__WHAT TO DO__. Copy exactly the lines of the records below, and only those lines, beginning with the line that contains "negative clicks: (492, 288)" and ending with the line that contains "7L614 19L640 133L638".

Records from a dataset:
----------------------------------------
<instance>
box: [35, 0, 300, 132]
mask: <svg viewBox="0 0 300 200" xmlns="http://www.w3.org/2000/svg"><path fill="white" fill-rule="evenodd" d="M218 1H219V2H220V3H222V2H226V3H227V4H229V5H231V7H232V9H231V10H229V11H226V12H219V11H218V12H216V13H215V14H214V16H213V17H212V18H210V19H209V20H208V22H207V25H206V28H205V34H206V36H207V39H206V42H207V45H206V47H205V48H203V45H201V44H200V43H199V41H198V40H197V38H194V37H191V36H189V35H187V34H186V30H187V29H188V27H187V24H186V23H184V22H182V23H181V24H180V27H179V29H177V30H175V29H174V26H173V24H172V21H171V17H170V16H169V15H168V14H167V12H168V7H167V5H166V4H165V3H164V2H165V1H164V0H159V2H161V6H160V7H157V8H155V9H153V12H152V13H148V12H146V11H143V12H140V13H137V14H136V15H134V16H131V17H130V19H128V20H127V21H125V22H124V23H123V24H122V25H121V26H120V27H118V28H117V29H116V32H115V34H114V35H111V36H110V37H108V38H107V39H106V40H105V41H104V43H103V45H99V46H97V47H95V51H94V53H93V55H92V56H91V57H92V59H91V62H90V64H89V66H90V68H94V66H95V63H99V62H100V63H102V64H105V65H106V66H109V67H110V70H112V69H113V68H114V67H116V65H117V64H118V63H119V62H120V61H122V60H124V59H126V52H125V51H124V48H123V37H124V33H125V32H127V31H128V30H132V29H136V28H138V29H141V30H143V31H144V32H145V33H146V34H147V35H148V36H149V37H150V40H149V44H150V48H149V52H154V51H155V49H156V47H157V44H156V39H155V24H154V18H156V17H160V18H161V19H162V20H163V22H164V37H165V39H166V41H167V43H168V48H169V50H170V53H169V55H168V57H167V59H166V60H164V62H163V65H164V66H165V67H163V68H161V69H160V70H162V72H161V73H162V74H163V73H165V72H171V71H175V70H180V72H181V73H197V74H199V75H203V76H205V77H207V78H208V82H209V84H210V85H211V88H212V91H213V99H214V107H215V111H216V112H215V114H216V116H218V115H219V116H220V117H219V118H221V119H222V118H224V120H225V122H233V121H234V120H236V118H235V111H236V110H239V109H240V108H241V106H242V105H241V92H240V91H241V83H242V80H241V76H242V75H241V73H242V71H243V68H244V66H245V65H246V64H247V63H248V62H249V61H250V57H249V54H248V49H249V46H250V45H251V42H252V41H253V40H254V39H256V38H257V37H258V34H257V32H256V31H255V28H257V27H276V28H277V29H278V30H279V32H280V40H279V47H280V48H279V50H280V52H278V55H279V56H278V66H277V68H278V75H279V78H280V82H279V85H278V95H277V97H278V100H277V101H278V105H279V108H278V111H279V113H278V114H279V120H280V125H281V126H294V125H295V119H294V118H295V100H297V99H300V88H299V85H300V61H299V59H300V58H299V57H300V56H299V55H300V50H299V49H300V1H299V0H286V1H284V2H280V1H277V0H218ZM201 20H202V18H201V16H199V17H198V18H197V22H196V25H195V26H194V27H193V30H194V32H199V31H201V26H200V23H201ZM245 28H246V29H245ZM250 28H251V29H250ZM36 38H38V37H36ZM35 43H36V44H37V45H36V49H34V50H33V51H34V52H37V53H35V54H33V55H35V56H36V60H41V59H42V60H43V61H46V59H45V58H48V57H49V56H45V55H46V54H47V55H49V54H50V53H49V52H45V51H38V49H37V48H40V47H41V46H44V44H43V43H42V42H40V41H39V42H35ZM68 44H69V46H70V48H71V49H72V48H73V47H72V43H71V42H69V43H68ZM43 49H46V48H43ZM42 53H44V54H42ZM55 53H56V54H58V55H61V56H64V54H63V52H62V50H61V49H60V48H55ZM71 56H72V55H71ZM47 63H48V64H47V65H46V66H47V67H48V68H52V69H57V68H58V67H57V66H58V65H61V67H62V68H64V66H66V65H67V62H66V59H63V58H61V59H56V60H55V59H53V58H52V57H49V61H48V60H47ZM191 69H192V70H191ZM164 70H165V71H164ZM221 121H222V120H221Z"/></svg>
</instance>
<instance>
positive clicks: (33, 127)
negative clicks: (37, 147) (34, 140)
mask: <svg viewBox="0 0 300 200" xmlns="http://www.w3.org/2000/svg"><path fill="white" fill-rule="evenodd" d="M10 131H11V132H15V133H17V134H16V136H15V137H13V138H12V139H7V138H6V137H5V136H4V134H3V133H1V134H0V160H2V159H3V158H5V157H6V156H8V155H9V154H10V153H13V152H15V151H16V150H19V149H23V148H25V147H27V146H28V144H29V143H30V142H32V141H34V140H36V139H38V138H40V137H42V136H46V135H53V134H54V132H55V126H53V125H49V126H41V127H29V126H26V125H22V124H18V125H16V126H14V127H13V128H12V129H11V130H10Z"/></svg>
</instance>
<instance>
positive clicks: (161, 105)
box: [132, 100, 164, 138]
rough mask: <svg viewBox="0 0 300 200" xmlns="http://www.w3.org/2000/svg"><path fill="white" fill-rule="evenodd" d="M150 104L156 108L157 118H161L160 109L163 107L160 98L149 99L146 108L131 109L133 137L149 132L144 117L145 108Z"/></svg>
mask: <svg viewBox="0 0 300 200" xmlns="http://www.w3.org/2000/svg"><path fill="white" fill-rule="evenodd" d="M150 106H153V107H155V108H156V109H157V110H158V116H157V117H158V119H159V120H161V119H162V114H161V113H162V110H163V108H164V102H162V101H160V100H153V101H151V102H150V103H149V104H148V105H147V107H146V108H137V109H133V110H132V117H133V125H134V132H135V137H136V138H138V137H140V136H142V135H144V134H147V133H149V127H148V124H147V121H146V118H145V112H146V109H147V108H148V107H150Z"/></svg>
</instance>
----------------------------------------
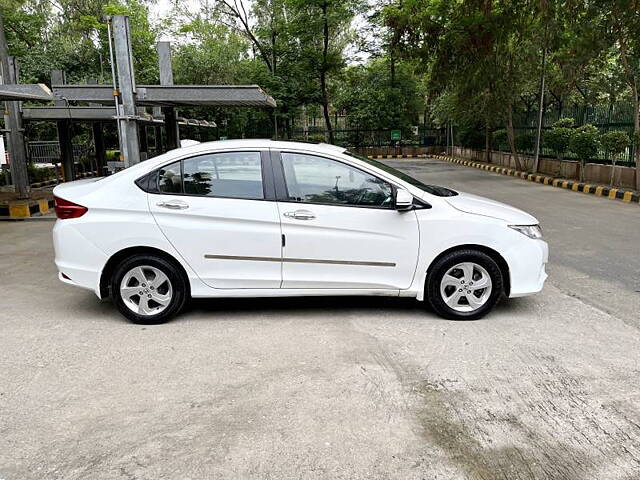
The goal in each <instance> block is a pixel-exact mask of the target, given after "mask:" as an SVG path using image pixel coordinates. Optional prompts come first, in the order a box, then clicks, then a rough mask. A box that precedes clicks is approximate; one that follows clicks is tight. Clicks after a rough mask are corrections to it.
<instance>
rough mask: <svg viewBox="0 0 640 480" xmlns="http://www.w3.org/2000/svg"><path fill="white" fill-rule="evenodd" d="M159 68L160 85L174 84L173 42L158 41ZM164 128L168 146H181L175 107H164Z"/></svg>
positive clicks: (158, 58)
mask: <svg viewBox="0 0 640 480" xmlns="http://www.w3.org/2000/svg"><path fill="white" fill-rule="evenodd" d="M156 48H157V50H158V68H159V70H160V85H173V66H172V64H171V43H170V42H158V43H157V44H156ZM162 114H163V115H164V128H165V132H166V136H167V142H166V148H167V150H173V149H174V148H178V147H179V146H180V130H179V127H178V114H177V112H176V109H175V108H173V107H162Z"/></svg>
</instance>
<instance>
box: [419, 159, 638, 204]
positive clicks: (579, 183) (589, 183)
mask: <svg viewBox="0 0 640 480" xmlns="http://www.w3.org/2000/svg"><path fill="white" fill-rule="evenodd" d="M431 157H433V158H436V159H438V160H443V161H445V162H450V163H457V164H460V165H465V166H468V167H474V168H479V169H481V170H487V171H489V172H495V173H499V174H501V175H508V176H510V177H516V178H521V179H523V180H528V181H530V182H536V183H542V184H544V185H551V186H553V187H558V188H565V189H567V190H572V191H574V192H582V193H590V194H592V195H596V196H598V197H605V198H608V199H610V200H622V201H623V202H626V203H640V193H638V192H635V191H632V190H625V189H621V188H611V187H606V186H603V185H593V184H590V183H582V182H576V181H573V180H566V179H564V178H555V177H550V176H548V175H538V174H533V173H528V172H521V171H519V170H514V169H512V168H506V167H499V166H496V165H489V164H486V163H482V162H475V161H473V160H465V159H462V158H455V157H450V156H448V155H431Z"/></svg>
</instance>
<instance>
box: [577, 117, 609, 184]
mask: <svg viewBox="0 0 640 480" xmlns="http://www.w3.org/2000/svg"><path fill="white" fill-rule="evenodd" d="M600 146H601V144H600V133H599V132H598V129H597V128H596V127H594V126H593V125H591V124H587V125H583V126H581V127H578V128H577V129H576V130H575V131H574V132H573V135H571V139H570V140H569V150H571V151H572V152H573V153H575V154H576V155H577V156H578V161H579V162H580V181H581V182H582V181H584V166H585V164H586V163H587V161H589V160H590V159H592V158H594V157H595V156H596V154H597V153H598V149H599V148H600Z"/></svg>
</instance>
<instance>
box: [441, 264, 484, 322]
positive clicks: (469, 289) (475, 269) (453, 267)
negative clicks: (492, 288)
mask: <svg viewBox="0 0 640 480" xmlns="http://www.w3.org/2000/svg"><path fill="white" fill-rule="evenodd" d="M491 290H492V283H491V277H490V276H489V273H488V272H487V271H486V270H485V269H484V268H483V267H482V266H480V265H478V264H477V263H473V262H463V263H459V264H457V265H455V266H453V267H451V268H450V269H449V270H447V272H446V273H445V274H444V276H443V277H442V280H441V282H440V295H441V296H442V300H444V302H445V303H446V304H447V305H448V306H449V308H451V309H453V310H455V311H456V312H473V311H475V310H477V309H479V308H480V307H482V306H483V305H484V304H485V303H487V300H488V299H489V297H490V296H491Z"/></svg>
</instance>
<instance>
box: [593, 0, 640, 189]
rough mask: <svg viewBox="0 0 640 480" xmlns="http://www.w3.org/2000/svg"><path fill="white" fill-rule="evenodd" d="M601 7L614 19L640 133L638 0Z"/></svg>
----------------------------------------
__RESPONSE TO THE TASK__.
negative clicks: (492, 288)
mask: <svg viewBox="0 0 640 480" xmlns="http://www.w3.org/2000/svg"><path fill="white" fill-rule="evenodd" d="M491 290H492V283H491V277H490V276H489V273H488V272H487V271H486V270H485V269H484V268H483V267H482V266H480V265H478V264H477V263H473V262H463V263H459V264H457V265H455V266H453V267H451V268H450V269H449V270H447V272H446V273H445V274H444V276H443V277H442V280H441V282H440V295H441V296H442V300H444V302H445V303H446V304H447V305H448V306H449V308H451V309H453V310H455V311H456V312H473V311H475V310H477V309H479V308H480V307H482V306H483V305H484V304H485V303H487V300H488V299H489V297H490V296H491Z"/></svg>
</instance>
<instance>
box: [593, 0, 640, 189]
rough mask: <svg viewBox="0 0 640 480" xmlns="http://www.w3.org/2000/svg"><path fill="white" fill-rule="evenodd" d="M601 7L614 19L640 133L638 0Z"/></svg>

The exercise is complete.